> **WHAT NEEDS TO BE DONE**: Nothing in the records should change; write them all out again.

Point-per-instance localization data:
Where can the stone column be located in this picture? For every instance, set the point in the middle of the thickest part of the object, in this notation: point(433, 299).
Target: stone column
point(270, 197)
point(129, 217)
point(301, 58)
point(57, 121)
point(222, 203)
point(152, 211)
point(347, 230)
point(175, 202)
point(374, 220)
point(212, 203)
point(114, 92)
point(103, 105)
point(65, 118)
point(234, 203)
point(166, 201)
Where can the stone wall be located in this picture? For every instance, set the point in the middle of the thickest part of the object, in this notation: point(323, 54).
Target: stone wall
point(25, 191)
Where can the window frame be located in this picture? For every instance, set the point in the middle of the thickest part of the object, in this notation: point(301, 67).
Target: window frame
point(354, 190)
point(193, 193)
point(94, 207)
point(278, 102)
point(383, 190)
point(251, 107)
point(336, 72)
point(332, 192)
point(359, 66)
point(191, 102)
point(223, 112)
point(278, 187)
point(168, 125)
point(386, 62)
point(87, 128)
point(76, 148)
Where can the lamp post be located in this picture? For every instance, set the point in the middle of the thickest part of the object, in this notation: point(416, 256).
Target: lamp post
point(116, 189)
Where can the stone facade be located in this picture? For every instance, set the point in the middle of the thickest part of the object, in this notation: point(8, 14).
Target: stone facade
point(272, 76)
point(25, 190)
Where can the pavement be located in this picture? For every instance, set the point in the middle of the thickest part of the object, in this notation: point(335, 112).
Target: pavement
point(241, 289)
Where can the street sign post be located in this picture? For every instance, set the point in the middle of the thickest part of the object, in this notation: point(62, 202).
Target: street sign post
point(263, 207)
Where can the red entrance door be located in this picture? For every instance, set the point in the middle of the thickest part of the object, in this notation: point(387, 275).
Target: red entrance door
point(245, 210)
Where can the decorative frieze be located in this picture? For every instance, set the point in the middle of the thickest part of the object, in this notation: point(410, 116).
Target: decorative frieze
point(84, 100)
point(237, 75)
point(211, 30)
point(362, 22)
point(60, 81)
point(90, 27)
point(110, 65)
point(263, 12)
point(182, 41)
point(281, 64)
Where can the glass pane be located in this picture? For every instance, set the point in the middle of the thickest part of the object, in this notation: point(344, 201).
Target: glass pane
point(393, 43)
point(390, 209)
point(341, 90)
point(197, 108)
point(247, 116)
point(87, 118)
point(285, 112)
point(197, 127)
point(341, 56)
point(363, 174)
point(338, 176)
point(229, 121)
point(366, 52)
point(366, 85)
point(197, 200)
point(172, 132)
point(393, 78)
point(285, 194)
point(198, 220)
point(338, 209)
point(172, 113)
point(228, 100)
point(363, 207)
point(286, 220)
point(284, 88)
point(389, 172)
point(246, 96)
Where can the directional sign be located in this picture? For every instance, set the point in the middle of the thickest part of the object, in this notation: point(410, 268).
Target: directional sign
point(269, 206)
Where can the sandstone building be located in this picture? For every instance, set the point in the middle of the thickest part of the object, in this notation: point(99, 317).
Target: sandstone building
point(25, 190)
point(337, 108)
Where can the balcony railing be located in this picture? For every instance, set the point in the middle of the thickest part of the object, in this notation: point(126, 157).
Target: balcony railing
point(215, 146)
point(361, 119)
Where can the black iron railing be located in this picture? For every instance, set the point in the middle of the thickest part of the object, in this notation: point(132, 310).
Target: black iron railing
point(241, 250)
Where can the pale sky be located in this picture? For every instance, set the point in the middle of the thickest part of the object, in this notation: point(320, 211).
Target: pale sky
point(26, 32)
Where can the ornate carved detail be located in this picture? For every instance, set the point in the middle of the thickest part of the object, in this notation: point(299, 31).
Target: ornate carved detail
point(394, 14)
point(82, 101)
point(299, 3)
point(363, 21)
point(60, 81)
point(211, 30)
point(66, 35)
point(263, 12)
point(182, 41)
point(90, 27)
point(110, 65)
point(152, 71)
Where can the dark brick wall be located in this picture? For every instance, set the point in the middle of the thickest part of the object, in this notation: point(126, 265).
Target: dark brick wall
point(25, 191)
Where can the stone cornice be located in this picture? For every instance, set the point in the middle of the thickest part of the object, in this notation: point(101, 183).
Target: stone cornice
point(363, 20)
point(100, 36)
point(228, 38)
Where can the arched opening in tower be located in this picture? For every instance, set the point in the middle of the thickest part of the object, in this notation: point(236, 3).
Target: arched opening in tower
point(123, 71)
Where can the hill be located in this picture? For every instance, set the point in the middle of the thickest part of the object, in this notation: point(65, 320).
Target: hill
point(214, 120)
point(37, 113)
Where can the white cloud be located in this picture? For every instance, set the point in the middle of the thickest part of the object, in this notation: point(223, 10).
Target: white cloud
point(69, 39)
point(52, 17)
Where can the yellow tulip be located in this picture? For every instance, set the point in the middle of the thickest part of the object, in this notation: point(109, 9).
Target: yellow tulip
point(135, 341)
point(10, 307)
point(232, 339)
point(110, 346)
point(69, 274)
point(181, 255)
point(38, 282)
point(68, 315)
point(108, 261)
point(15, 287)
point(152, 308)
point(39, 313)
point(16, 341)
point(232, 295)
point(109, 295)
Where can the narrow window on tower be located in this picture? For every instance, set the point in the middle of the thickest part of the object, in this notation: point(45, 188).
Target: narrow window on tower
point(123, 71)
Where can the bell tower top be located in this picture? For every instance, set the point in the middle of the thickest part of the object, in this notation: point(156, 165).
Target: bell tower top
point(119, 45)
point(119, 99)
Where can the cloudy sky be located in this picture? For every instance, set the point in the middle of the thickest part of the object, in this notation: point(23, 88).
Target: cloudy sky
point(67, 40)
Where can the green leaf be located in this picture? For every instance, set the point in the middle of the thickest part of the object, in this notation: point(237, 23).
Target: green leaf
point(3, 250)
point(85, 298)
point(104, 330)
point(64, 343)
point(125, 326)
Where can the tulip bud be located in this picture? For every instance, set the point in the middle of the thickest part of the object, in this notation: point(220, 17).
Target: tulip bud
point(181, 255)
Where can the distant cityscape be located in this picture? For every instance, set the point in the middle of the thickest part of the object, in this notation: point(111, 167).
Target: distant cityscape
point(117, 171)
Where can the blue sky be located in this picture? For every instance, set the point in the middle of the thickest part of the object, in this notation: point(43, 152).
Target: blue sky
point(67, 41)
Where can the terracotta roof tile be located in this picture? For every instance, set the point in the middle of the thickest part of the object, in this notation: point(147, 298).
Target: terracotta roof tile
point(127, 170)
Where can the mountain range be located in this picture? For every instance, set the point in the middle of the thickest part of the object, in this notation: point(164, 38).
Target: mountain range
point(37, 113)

> **SOLUTION TO THIS TASK**:
Where can the stone column be located in this picture? For every instance, set the point in the middle of the thickest part of the object, in this notation: point(433, 299).
Target: stone column
point(270, 197)
point(129, 217)
point(301, 58)
point(57, 121)
point(222, 203)
point(152, 211)
point(347, 230)
point(175, 202)
point(374, 220)
point(212, 203)
point(114, 92)
point(103, 105)
point(65, 118)
point(234, 203)
point(166, 201)
Where can the stone wall be located in this picture? For every instance, set the point in the middle of the thickest part of the object, in this notation: point(323, 54).
Target: stone wall
point(25, 191)
Where can the window frame be located in this picture? For every instance, set the point in the middle of the thickest part of the object, in this notation: point(301, 67).
Target: window frame
point(354, 190)
point(193, 193)
point(94, 207)
point(278, 102)
point(383, 190)
point(251, 107)
point(336, 72)
point(332, 192)
point(359, 66)
point(191, 102)
point(223, 112)
point(278, 187)
point(168, 125)
point(386, 62)
point(87, 128)
point(76, 148)
Where can the lamp post be located in this picture? For every instance, set the point in the middle of the thickest part of the object, in this notation: point(416, 256).
Target: lamp post
point(116, 189)
Where can the stone facade be located in this picture? For every instance, set the point in the middle of the thickest part of the object, in this notation: point(8, 14).
Target: stone facade
point(272, 76)
point(25, 190)
Where can the pavement be located in this picture? For every instance, set the point in the middle of the thickest part of the object, in this notation: point(335, 112).
Target: pavement
point(241, 289)
Where can the street sign post be located in this picture? For every instance, set the point in the middle of the thickest part of the object, in this notation: point(62, 202).
Target: street sign post
point(263, 207)
Where can the red entrance door be located in this picture? For every instance, set the point in the middle of the thickest part of the object, in this notation: point(387, 275).
Target: red entrance door
point(245, 210)
Where can the decorative frieze be located in this picture? For every instance, set the point in the middle of the thickest part of the object, in this notation: point(410, 116).
Target: decorative frieze
point(84, 100)
point(237, 75)
point(211, 30)
point(362, 22)
point(60, 81)
point(90, 27)
point(110, 65)
point(263, 12)
point(182, 41)
point(281, 64)
Where can the glass pane be located in this picture? For every instance, set the point in the middle of the thickest part of the object, in this notation: point(344, 201).
Target: glass pane
point(393, 43)
point(390, 209)
point(341, 90)
point(197, 108)
point(247, 116)
point(87, 118)
point(285, 112)
point(197, 127)
point(341, 56)
point(363, 174)
point(338, 176)
point(229, 121)
point(366, 52)
point(366, 85)
point(197, 200)
point(172, 132)
point(393, 78)
point(285, 194)
point(198, 220)
point(338, 209)
point(172, 113)
point(228, 100)
point(363, 207)
point(286, 220)
point(284, 88)
point(389, 172)
point(246, 96)
Where can the directional sign be located in this picture? For every instance, set the point in the middle of the thickest part of the object, in this notation: point(410, 268).
Target: directional sign
point(269, 206)
Where can the sandstone building be located in this picture? For every instance, set the point in the middle of the thickest part of the object, in this notation: point(99, 317).
Target: sandstone building
point(25, 190)
point(337, 108)
Where can the balcony railing be located in this picture? For every instance, set the point in the middle of the thickest part of the object, in this notation: point(126, 157).
Target: balcony railing
point(215, 146)
point(361, 119)
Where can the black iron railing be located in this picture? For every instance, set the point in the middle of the thickest part of the object, in this notation: point(132, 310).
Target: black iron railing
point(241, 250)
Where can the pale sky be located in this picture? For every instance, set the point in the middle of the thickest part of the object, in this notation: point(320, 211).
Target: pale sky
point(26, 32)
Where can the ornate carved detail be located in this picture? For every instance, set the point in the middle of the thickest part of the object, in this notation: point(299, 31).
Target: ornate carved detail
point(394, 14)
point(82, 101)
point(299, 3)
point(363, 21)
point(60, 81)
point(211, 30)
point(66, 35)
point(263, 12)
point(182, 41)
point(90, 27)
point(110, 65)
point(152, 71)
Where can the dark brick wall be located in this picture? For every instance, set the point in the middle of the thickest part of the object, in this notation: point(126, 265).
Target: dark brick wall
point(25, 191)
Where can the stone cornice be located in this picture? For every instance, set the point in the middle of the thickest part of the object, in this notation: point(101, 183).
Target: stone cornice
point(363, 20)
point(100, 36)
point(228, 38)
Where can the arched opening in tower be located in this picture? For every instance, set the point in the middle of the thickest part of the object, in this notation: point(236, 3).
Target: arched opening in tower
point(123, 71)
Where can the hill be located in this picture? For every instance, set the point in the middle of the thickest part of the object, in this notation: point(65, 320).
Target: hill
point(214, 120)
point(37, 113)
Where can the white cloud be located in this picture? For every instance, set the point in the middle of the thickest part of the object, in this notation: point(223, 10).
Target: white cloud
point(69, 39)
point(52, 17)
Where can the yellow tulip be located in this picture? For every instance, set the point in the middle of the thickest part of the object, in this notation: point(109, 9).
Target: yellow tulip
point(135, 341)
point(10, 307)
point(232, 339)
point(110, 346)
point(69, 274)
point(181, 255)
point(38, 282)
point(68, 315)
point(108, 261)
point(15, 287)
point(152, 308)
point(39, 313)
point(16, 341)
point(232, 295)
point(109, 295)
Where can the narrow window on tower be located in this picture? For every instance, set the point in the middle of the thickest part of the object, in this notation: point(45, 188).
Target: narrow window on tower
point(123, 71)
Where can the bell tower top be located in this picture? For every instance, set the point in the middle of the thickest part of the object, in this notation: point(156, 165).
Target: bell tower top
point(119, 45)
point(119, 99)
Where can the cloudy sky be located in this picture? For every instance, set the point in the middle of the thickest part of the object, in this notation: point(23, 88).
Target: cloudy sky
point(67, 40)
Where can the green leaf be located in this picture? For every instance, set the point in the middle of the thickest part of the object, in this notation: point(237, 23).
Target: green leaf
point(3, 250)
point(85, 298)
point(104, 330)
point(64, 343)
point(125, 326)
Where can the tulip bud be located in this picture? For every instance, set the point in the middle of the thickest part of the object, in this notation: point(220, 17).
Target: tulip bud
point(181, 255)
Where can the distant cityscape be located in this picture? For every instance, set the point in the middle of the thickest part of the object, in this notation: point(111, 167).
Target: distant cityscape
point(117, 171)
Where can the blue sky be located in this picture? For every instance, set the point in the middle of the thickest part of the object, in this notation: point(43, 152).
Target: blue sky
point(67, 41)
Where can the terracotta roof tile be located in this picture? For every instance, set the point in the middle of the thickest part of the object, in this notation: point(147, 298).
Target: terracotta roof tile
point(127, 170)
Where can the mountain range be located in this picture? For every instance, set the point in the middle of the thickest part of the object, in this notation: point(164, 38).
Target: mountain range
point(37, 113)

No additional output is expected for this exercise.